Items from a labeling collection:

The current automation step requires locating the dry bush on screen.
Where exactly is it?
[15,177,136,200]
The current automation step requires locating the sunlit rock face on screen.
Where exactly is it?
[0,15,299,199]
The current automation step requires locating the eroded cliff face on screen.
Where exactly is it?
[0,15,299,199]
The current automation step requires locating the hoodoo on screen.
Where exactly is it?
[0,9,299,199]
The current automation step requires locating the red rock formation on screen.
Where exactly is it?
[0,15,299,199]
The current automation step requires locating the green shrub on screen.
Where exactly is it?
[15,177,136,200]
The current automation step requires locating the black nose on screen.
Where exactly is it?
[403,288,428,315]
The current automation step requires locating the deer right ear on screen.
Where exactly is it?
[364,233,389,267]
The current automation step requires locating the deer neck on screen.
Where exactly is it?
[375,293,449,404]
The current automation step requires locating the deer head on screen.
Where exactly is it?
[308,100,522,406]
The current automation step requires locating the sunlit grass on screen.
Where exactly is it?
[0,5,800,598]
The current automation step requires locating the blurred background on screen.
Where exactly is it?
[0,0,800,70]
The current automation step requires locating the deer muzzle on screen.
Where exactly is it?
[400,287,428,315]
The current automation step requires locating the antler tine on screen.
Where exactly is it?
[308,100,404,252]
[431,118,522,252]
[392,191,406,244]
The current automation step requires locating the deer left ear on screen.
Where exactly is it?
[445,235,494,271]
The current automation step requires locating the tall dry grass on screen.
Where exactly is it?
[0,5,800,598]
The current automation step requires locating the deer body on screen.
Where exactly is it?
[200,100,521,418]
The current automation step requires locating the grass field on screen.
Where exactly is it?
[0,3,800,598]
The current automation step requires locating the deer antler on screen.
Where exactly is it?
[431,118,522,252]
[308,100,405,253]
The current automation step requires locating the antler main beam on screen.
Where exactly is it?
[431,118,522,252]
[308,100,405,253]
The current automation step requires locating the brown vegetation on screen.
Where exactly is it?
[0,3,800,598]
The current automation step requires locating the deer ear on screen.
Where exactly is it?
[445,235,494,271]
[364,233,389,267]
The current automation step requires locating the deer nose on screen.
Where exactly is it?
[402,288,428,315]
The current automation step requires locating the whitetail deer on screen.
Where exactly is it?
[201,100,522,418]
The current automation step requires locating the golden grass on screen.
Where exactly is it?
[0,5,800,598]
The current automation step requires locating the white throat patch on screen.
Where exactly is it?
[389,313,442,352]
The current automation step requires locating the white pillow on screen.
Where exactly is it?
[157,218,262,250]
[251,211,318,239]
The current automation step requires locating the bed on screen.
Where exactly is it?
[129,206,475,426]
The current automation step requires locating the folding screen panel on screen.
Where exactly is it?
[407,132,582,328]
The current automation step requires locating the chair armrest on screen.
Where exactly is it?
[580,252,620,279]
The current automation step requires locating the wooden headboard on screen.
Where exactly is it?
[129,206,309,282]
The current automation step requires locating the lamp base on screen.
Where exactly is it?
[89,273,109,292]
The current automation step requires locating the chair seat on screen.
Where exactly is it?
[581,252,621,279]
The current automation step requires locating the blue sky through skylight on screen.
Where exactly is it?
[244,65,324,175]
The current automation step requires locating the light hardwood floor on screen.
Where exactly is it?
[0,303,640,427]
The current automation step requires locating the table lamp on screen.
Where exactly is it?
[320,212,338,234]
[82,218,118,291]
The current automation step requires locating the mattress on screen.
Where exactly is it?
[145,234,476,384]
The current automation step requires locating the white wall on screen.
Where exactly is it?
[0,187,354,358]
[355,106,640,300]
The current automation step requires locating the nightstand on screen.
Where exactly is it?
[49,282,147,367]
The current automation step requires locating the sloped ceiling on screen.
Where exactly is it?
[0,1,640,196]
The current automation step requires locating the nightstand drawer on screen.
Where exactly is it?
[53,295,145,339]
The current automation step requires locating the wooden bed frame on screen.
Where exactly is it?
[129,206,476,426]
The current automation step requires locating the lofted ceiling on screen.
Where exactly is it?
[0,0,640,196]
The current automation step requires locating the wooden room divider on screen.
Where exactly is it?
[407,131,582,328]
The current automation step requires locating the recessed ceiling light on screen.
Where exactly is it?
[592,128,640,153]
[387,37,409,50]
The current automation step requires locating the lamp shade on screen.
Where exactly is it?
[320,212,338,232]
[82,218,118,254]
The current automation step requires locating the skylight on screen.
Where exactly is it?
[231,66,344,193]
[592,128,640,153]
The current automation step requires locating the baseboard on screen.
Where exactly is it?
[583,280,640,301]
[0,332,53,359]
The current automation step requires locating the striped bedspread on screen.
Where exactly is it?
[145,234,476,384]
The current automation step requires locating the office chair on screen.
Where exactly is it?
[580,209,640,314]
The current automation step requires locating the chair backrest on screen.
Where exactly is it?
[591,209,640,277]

STATED PROBLEM: Rewrite the records above, swapping every "Where exactly is it?" for "Where is it located?" and leaving all else as it is.

COMPLETED TASK:
The current automation step requires locating the dry bush on screen.
Where is it located?
[15,177,136,200]
The current automation step requires locating the sunlit rock face on screen.
Where is it located?
[0,15,299,199]
The current automation step requires locating the eroded cliff face on screen.
Where is it located?
[0,15,299,199]
The current automation step requires locating the hoodoo on screen.
Where is it located?
[0,9,299,199]
The current automation step requires locating the red rock formation on screen.
Where is it located?
[0,15,299,199]
The current automation step requires locating the green shrub on screen.
Where is it located?
[15,177,136,200]
The current automation step requires locating the black nose on screen.
Where is it located?
[403,288,428,315]
The current automation step requires locating the deer right ear on screen.
Where is it located?
[364,233,389,267]
The current automation step requires locating the deer neck on screen.
Where is it located?
[375,293,449,404]
The current automation step requires locating the deer head on screen.
Where is it located?
[308,100,522,406]
The current automation step requires locating the sunlit grass on screen.
Where is it located?
[0,5,800,598]
The current automation step requires locating the blurred background on screen.
Where is it located?
[0,0,800,70]
The current automation step requires locating the deer muzzle on screen.
Where is it located?
[400,287,428,315]
The current automation step requires locating the antler tine on screen.
Where is it located?
[308,100,404,252]
[431,118,522,252]
[392,191,406,244]
The current automation step requires locating the deer left ear on screen.
Where is it located?
[445,235,494,271]
The current automation step requires locating the tall dry grass on screen.
Where is it located?
[0,5,800,598]
The current automation step requires locating the deer body on screen.
Where is it located?
[200,100,521,418]
The current automation step requires locating the grass field on screen.
Where is it located?
[0,3,800,598]
The current automation step requires locating the deer antler on screen.
Where is it located?
[431,118,522,252]
[308,100,405,253]
The current automation step requires locating the antler main beam on screen.
Where is it located?
[431,118,522,252]
[308,100,405,253]
The current automation step requires locating the brown vegetation on screen.
Where is it located?
[0,3,800,598]
The current automation step requires locating the deer ear on screen.
Where is it located?
[445,235,494,271]
[364,233,389,267]
The current automation step requires locating the deer nose on screen.
Where is it located?
[402,288,428,315]
The current automation step requires locating the whitetail deer on screen.
Where is it located?
[201,100,522,418]
The current automation step requires locating the golden grass on screen.
Where is it located?
[0,5,800,598]
The current automation step requires locating the white throat patch on screen.
Where is it located?
[389,313,442,352]
The current automation step requires locating the white pillow on screen.
Where is it located?
[157,218,262,250]
[251,211,318,239]
The current automation step requires locating the bed on screen.
Where is it located?
[129,206,475,426]
The current automation step requires locating the folding screen panel on screen.
Where is it located?
[407,132,582,328]
The current automation step requires locating the chair armrest on screen.
Where is it located?
[580,252,620,279]
The current automation step requires locating the wooden headboard on screen.
Where is it located?
[129,206,309,282]
The current automation step requires locating the lamp base on screen.
Where is it located?
[89,273,109,292]
The current automation step requires locating the chair seat on screen.
Where is it located?
[581,252,621,279]
The current automation step requires locating the blue sky through skylight on screen.
Where is it located?
[244,65,324,175]
The current automation step requires locating the light hardwood floor on screen.
Where is it located?
[0,303,640,427]
The current automation step requires locating the table lamp on screen.
Where is it located?
[320,212,338,234]
[82,218,118,291]
The current automation step requires locating the mattress on screen.
Where is it located?
[145,234,476,384]
The current automation step requires locating the white wall on screen.
Where is it located?
[0,187,354,358]
[355,106,640,300]
The current automation step requires locating the nightstand on screen.
Where is it located?
[49,282,147,367]
The current automation step requires locating the sloped ceiling on screen.
Where is it located?
[0,1,640,196]
The current automation step requires locating the nightstand drawer on screen.
Where is it located?
[53,295,145,339]
The current automation step requires locating the wooden bed frame on screen.
Where is it located?
[129,206,476,426]
The current automation step requires locating the lofted ceiling on screen.
Where is it located?
[0,0,640,196]
The current automation step requires locating the wooden room divider on screen.
Where is it located?
[407,131,582,328]
The current automation step requires locating the recessed ceiling light on screen.
Where is it located?
[592,128,640,153]
[387,37,409,50]
The current automation step requires locating the lamp shade on screen.
Where is it located?
[320,212,338,232]
[82,218,118,254]
The current automation step requires locating the skylight on screen.
Where is it located?
[231,66,344,193]
[592,128,640,153]
The current automation step requires locating the baseboard on screen.
Where is it located?
[583,280,640,301]
[0,332,53,359]
The current automation step requires locating the striped bedspread on screen.
Where is it located?
[145,234,476,384]
The current automation step requires locating the office chair on screen.
Where is it located?
[580,209,640,314]
The current automation step requires locating the chair backrest on screen.
Where is it located?
[591,209,640,277]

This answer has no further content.